** Goal **
Put every line of the data below into a Markdown table with the columns Row and Line, numbering the rows and skipping blank lines. Leave the pictures out of the answer.

** Data lines **
════

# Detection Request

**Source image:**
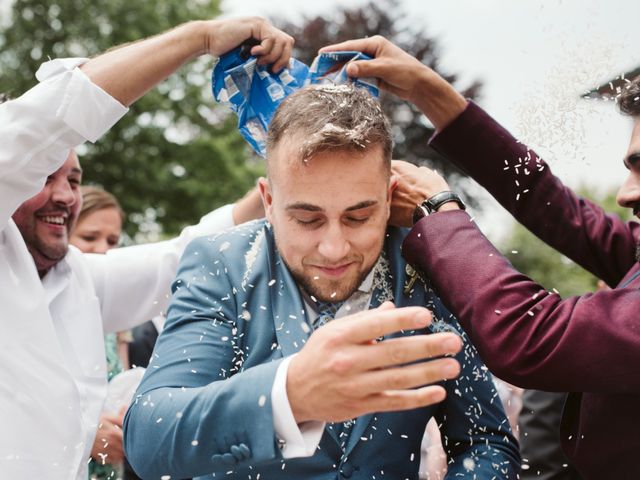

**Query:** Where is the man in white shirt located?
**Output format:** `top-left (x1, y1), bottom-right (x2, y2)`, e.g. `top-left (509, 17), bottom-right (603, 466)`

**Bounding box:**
top-left (0, 18), bottom-right (293, 480)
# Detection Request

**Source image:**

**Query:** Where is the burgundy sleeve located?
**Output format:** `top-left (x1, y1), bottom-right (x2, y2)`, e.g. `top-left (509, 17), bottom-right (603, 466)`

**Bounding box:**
top-left (431, 103), bottom-right (640, 286)
top-left (403, 211), bottom-right (640, 394)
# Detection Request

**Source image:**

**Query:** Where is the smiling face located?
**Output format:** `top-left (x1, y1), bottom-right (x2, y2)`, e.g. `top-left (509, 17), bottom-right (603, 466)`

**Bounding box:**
top-left (260, 140), bottom-right (393, 302)
top-left (13, 151), bottom-right (82, 277)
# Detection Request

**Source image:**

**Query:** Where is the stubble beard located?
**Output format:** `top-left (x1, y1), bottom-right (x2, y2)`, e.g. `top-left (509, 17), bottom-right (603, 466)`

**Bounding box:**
top-left (282, 255), bottom-right (379, 303)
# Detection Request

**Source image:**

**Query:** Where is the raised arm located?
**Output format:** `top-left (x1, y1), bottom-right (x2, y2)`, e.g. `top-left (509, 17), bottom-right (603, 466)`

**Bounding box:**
top-left (82, 17), bottom-right (293, 105)
top-left (0, 17), bottom-right (293, 229)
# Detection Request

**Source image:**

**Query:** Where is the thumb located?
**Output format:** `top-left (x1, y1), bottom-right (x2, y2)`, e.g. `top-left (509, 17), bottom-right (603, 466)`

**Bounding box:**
top-left (378, 300), bottom-right (396, 310)
top-left (347, 60), bottom-right (370, 78)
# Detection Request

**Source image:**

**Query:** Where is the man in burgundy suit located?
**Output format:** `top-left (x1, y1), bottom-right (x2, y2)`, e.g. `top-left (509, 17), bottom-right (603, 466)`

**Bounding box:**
top-left (320, 37), bottom-right (640, 479)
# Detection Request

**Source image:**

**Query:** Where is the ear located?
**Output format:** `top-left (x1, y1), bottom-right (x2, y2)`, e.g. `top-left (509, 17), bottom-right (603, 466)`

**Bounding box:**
top-left (258, 177), bottom-right (273, 222)
top-left (387, 175), bottom-right (398, 203)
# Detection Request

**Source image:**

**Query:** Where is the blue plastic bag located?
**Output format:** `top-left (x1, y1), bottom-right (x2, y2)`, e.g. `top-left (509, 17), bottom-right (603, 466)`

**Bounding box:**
top-left (211, 47), bottom-right (379, 157)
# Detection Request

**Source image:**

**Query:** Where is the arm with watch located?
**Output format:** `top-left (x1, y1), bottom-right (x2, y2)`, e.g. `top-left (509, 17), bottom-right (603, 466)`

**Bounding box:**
top-left (325, 32), bottom-right (640, 393)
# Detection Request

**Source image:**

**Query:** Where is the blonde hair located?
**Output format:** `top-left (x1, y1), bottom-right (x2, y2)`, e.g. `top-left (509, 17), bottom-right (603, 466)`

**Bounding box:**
top-left (78, 185), bottom-right (125, 223)
top-left (267, 84), bottom-right (393, 168)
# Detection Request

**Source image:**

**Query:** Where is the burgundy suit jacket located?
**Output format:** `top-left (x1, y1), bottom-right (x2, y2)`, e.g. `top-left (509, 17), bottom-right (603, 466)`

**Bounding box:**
top-left (403, 103), bottom-right (640, 479)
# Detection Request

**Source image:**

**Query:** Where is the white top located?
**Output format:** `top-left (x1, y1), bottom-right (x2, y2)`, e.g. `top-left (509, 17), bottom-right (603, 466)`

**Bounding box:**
top-left (0, 59), bottom-right (233, 480)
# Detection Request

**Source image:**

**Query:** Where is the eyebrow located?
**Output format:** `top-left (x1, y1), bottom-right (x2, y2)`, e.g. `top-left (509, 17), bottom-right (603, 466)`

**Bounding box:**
top-left (285, 200), bottom-right (378, 212)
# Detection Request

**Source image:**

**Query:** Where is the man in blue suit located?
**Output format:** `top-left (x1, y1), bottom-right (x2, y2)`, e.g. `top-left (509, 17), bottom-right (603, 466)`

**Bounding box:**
top-left (125, 86), bottom-right (520, 480)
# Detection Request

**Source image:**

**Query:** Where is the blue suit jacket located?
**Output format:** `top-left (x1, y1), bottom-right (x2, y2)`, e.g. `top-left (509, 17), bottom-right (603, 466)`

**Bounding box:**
top-left (124, 222), bottom-right (520, 480)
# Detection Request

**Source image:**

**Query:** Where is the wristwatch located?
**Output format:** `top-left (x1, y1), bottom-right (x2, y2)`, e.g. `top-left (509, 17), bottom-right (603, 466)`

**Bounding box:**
top-left (413, 191), bottom-right (467, 225)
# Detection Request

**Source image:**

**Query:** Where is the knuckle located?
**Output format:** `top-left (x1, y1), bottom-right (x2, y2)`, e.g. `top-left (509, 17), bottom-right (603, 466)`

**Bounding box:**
top-left (328, 352), bottom-right (353, 375)
top-left (385, 396), bottom-right (406, 411)
top-left (387, 344), bottom-right (406, 365)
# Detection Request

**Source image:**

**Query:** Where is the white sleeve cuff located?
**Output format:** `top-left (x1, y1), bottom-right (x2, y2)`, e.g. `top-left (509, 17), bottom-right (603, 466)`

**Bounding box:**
top-left (36, 58), bottom-right (128, 142)
top-left (271, 355), bottom-right (325, 458)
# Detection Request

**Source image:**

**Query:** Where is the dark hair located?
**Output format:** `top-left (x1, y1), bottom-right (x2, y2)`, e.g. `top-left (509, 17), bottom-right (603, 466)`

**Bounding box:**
top-left (267, 84), bottom-right (393, 166)
top-left (618, 75), bottom-right (640, 117)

════

** Correct result **
| Row | Line |
|---|---|
| 1 | # Detection Request |
| 2 | **Source image:** |
| 3 | **Query:** Where is the man in white shirt located? |
| 4 | **Output format:** `top-left (x1, y1), bottom-right (x2, y2)`, e.g. `top-left (509, 17), bottom-right (603, 466)` |
| 5 | **Bounding box:** |
| 6 | top-left (0, 18), bottom-right (293, 480) |
| 7 | # Detection Request |
| 8 | **Source image:** |
| 9 | **Query:** Where is the burgundy sleeve located? |
| 10 | **Output format:** `top-left (x1, y1), bottom-right (x2, y2)`, e.g. `top-left (509, 17), bottom-right (603, 466)` |
| 11 | **Bounding box:** |
| 12 | top-left (431, 103), bottom-right (640, 286) |
| 13 | top-left (403, 211), bottom-right (640, 394) |
| 14 | # Detection Request |
| 15 | **Source image:** |
| 16 | **Query:** Where is the smiling face located? |
| 17 | **Output format:** `top-left (x1, y1), bottom-right (x2, y2)`, e.g. `top-left (509, 17), bottom-right (603, 466)` |
| 18 | **Bounding box:** |
| 19 | top-left (260, 140), bottom-right (393, 302) |
| 20 | top-left (13, 151), bottom-right (82, 277) |
| 21 | # Detection Request |
| 22 | **Source image:** |
| 23 | **Query:** Where is the stubble beard located? |
| 24 | **Output format:** `top-left (x1, y1), bottom-right (x2, y2)`, e.g. `top-left (509, 17), bottom-right (603, 466)` |
| 25 | **Bounding box:** |
| 26 | top-left (282, 255), bottom-right (379, 303) |
| 27 | # Detection Request |
| 28 | **Source image:** |
| 29 | **Query:** Where is the raised arm located? |
| 30 | **Output format:** `top-left (x1, y1), bottom-right (x2, y2)`, e.g. `top-left (509, 17), bottom-right (603, 466)` |
| 31 | **Bounding box:** |
| 32 | top-left (82, 17), bottom-right (293, 105) |
| 33 | top-left (0, 17), bottom-right (293, 229) |
| 34 | # Detection Request |
| 35 | **Source image:** |
| 36 | **Query:** Where is the thumb located? |
| 37 | **Output format:** `top-left (x1, y1), bottom-right (x2, y2)`, e.g. `top-left (509, 17), bottom-right (603, 466)` |
| 38 | **Bounding box:** |
| 39 | top-left (378, 300), bottom-right (396, 310) |
| 40 | top-left (347, 60), bottom-right (370, 78) |
| 41 | # Detection Request |
| 42 | **Source image:** |
| 43 | **Query:** Where is the man in burgundy suit located? |
| 44 | **Output format:** `top-left (x1, y1), bottom-right (x2, y2)`, e.g. `top-left (509, 17), bottom-right (603, 466)` |
| 45 | **Bounding box:** |
| 46 | top-left (320, 37), bottom-right (640, 479) |
| 47 | # Detection Request |
| 48 | **Source image:** |
| 49 | **Query:** Where is the ear located? |
| 50 | **Output format:** `top-left (x1, y1), bottom-right (x2, y2)`, e.g. `top-left (509, 17), bottom-right (603, 466)` |
| 51 | **Bounding box:** |
| 52 | top-left (258, 177), bottom-right (273, 222) |
| 53 | top-left (387, 175), bottom-right (398, 203) |
| 54 | # Detection Request |
| 55 | **Source image:** |
| 56 | **Query:** Where is the blue plastic bag located? |
| 57 | **Output format:** `top-left (x1, y1), bottom-right (x2, y2)`, e.g. `top-left (509, 17), bottom-right (603, 466)` |
| 58 | **Bounding box:** |
| 59 | top-left (211, 47), bottom-right (379, 157) |
| 60 | # Detection Request |
| 61 | **Source image:** |
| 62 | **Query:** Where is the arm with watch located? |
| 63 | **Output format:** `top-left (x1, y1), bottom-right (x2, y2)`, e.g. `top-left (509, 17), bottom-right (603, 466)` |
| 64 | **Bounding box:** |
| 65 | top-left (325, 32), bottom-right (640, 393) |
| 66 | # Detection Request |
| 67 | **Source image:** |
| 68 | **Query:** Where is the blonde hair located? |
| 69 | **Output format:** `top-left (x1, y1), bottom-right (x2, y2)`, e.g. `top-left (509, 17), bottom-right (603, 466)` |
| 70 | **Bounding box:** |
| 71 | top-left (78, 185), bottom-right (125, 223) |
| 72 | top-left (267, 84), bottom-right (393, 168) |
| 73 | # Detection Request |
| 74 | **Source image:** |
| 75 | **Query:** Where is the burgundy suit jacket located? |
| 76 | **Output format:** `top-left (x1, y1), bottom-right (x2, y2)`, e.g. `top-left (509, 17), bottom-right (603, 466)` |
| 77 | **Bounding box:** |
| 78 | top-left (403, 103), bottom-right (640, 479) |
| 79 | # Detection Request |
| 80 | **Source image:** |
| 81 | **Query:** Where is the white top located? |
| 82 | **Output format:** `top-left (x1, y1), bottom-right (x2, y2)`, e.g. `top-left (509, 17), bottom-right (603, 466)` |
| 83 | **Bounding box:** |
| 84 | top-left (0, 59), bottom-right (233, 480) |
| 85 | # Detection Request |
| 86 | **Source image:** |
| 87 | **Query:** Where is the eyebrow located? |
| 88 | **Output format:** `top-left (x1, y1), bottom-right (x2, y2)`, e.g. `top-left (509, 17), bottom-right (603, 466)` |
| 89 | **Bounding box:** |
| 90 | top-left (285, 200), bottom-right (378, 212) |
| 91 | # Detection Request |
| 92 | **Source image:** |
| 93 | **Query:** Where is the man in blue suit located? |
| 94 | **Output format:** `top-left (x1, y1), bottom-right (x2, y2)`, e.g. `top-left (509, 17), bottom-right (603, 466)` |
| 95 | **Bounding box:** |
| 96 | top-left (125, 86), bottom-right (520, 480) |
| 97 | # Detection Request |
| 98 | **Source image:** |
| 99 | **Query:** Where is the blue suit jacket located? |
| 100 | **Output format:** `top-left (x1, y1), bottom-right (x2, y2)`, e.g. `top-left (509, 17), bottom-right (603, 466)` |
| 101 | **Bounding box:** |
| 102 | top-left (124, 222), bottom-right (520, 480) |
| 103 | # Detection Request |
| 104 | **Source image:** |
| 105 | **Query:** Where is the wristwatch located? |
| 106 | **Output format:** `top-left (x1, y1), bottom-right (x2, y2)`, e.g. `top-left (509, 17), bottom-right (603, 466)` |
| 107 | **Bounding box:** |
| 108 | top-left (413, 191), bottom-right (467, 225) |
| 109 | # Detection Request |
| 110 | **Source image:** |
| 111 | **Query:** Where is the knuckle located? |
| 112 | **Output format:** `top-left (x1, y1), bottom-right (x2, y2)`, e.g. `top-left (509, 17), bottom-right (603, 466)` |
| 113 | **Bounding box:** |
| 114 | top-left (328, 352), bottom-right (353, 375) |
| 115 | top-left (385, 396), bottom-right (406, 411) |
| 116 | top-left (387, 344), bottom-right (406, 365) |
| 117 | # Detection Request |
| 118 | **Source image:** |
| 119 | **Query:** Where is the white sleeve cuff located? |
| 120 | **Output format:** `top-left (x1, y1), bottom-right (x2, y2)`, e.g. `top-left (509, 17), bottom-right (603, 466)` |
| 121 | **Bounding box:** |
| 122 | top-left (36, 58), bottom-right (128, 142) |
| 123 | top-left (271, 355), bottom-right (325, 458) |
| 124 | # Detection Request |
| 125 | **Source image:** |
| 126 | **Query:** Where is the dark hair located? |
| 127 | **Output format:** `top-left (x1, y1), bottom-right (x2, y2)`, e.g. `top-left (509, 17), bottom-right (603, 466)` |
| 128 | **Bounding box:** |
| 129 | top-left (267, 84), bottom-right (393, 166) |
| 130 | top-left (618, 75), bottom-right (640, 117) |